● **SOURCE**:

========

See Sectarianism comes back to bite Saudi Arabia


Saudi Arabia executes prominent Shiite cleric and 46 others in 12 cities


Prominent Shiite cleric Nimr al-Nimr was among 47 people executed by Saudi Arabia on Saturday, triggering an angry response from across the Shiite world, including the kingdom's archenemy, Iran.

The official Saudi Press Agency listed Nimr's name among 47 people who were executed on Saturday morning in the capital Riyadh and 12 other cities. Some were beheaded, others were killed by firing squads, according to Saudi Arabia's Interior Ministry.

Nimr, 56, was a key figure in the protests that erupted among Sunni Saudi Arabia's Shiite minority in 2011, inspired by the Arab spring revolts elsewhere in the region.

The execution risks stirring renewed unrest among Shiites in the kingdom, and drew an immediate harsh response from Iran, which has warned in the past that carrying out the death sentence on Nimr could cost Saudi Arabia dearly.

It could also ignite unrest in neighboring Bahrain, where widespread protests among the country's Shiite majority against the Sunni royal family were quelled by Saudi military intervention in 2011. Police in Bahrain fired tear gas to disperse several dozen people who took to the streets to protest the execution in a village west of the capital Manama, Reuters reported, citing eyewitnesses.

Iran's Foreign Ministry swiftly condemned the execution, calling it "the depth of imprudence and irresponsibility" on the part of the Saudi government.

"The Saudi government will pay a heavy price for adopting such policies," said Foreign Ministry spokesman Hossein Jaber Ansari, according to the semi-official Fars news agency.

Nimr's brother, Mohammed al-Nimr, pledged on his Twitter account that the pro-democracy movement among Saudi Shiites will continue.

"Wrong, misled and mistaken (are) those who think that the killing will keep us from our rightful demands," he tweeted after the execution was announced.

Condemnations also began pouring in from Shiite figures and organizations around the region, with a prominent Iranian cleric predicting that repercussions of the execution would herald an end to the Saudi royal family.

========

● **SHORT TASK 1**:
List every person the article on the Saudi executions names.

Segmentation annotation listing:
========

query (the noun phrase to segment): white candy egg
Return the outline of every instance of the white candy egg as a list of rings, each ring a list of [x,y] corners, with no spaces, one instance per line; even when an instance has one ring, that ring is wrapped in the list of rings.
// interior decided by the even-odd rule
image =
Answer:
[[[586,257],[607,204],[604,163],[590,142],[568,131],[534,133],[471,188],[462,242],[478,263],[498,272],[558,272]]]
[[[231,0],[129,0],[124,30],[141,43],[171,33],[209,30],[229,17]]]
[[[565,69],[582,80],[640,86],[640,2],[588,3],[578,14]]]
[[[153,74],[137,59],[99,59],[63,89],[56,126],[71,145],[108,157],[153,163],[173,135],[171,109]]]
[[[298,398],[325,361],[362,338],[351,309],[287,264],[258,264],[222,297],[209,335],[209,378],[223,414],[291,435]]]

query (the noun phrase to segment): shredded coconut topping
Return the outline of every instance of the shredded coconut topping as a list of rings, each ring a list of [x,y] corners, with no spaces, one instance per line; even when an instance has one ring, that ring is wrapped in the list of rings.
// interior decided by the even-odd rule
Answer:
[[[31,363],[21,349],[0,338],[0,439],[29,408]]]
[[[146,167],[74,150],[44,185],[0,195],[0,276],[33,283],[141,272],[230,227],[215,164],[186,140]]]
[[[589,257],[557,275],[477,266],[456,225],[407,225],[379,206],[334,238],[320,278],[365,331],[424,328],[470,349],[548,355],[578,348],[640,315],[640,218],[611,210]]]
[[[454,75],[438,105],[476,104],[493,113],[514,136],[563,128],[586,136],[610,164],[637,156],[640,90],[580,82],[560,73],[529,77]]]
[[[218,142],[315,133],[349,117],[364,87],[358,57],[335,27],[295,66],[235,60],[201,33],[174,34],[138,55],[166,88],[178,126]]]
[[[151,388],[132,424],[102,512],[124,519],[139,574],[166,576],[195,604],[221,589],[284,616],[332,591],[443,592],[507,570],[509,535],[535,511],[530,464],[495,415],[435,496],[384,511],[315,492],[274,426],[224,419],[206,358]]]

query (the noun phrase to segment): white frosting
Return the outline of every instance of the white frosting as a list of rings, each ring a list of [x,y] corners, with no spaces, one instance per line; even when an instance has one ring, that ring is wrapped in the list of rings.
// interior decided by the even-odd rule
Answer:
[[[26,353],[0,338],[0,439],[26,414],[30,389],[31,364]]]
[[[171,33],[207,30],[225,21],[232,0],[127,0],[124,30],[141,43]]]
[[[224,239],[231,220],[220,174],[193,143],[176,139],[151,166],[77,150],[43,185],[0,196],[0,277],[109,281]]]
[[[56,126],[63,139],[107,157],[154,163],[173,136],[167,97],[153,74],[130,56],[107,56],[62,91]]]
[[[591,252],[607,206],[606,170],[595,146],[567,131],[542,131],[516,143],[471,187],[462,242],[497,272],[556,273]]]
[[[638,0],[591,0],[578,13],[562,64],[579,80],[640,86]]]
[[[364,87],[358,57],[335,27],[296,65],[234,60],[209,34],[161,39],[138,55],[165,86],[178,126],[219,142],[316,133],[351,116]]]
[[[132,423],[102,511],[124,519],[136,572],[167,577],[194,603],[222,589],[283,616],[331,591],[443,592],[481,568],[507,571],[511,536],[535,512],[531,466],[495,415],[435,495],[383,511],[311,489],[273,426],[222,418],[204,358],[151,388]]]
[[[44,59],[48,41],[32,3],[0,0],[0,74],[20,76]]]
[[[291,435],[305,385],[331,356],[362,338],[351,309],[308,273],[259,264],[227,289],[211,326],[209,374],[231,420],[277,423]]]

========

● **SHORT TASK 2**:
Rewrite the lines of the listing as a JSON list of strings, one string per line, starting at the line containing "query (the noun phrase to segment): white frosting" and ending at the line containing "[[[171,33],[207,30],[225,21],[232,0],[127,0],[124,30],[141,43]]]".

● **REPLY 1**:
Nimr al-Nimr
Hossein Jaber Ansari
Mohammed al-Nimr

● **REPLY 2**:
[
  "query (the noun phrase to segment): white frosting",
  "Return the outline of every instance of the white frosting as a list of rings, each ring a list of [x,y] corners, with no spaces, one instance per line; even when an instance has one ring, that ring is wrapped in the list of rings.",
  "// interior decided by the even-odd rule",
  "Answer:",
  "[[[26,353],[0,338],[0,439],[26,414],[30,389],[31,364]]]",
  "[[[171,33],[207,30],[225,21],[232,0],[127,0],[124,30],[141,43]]]"
]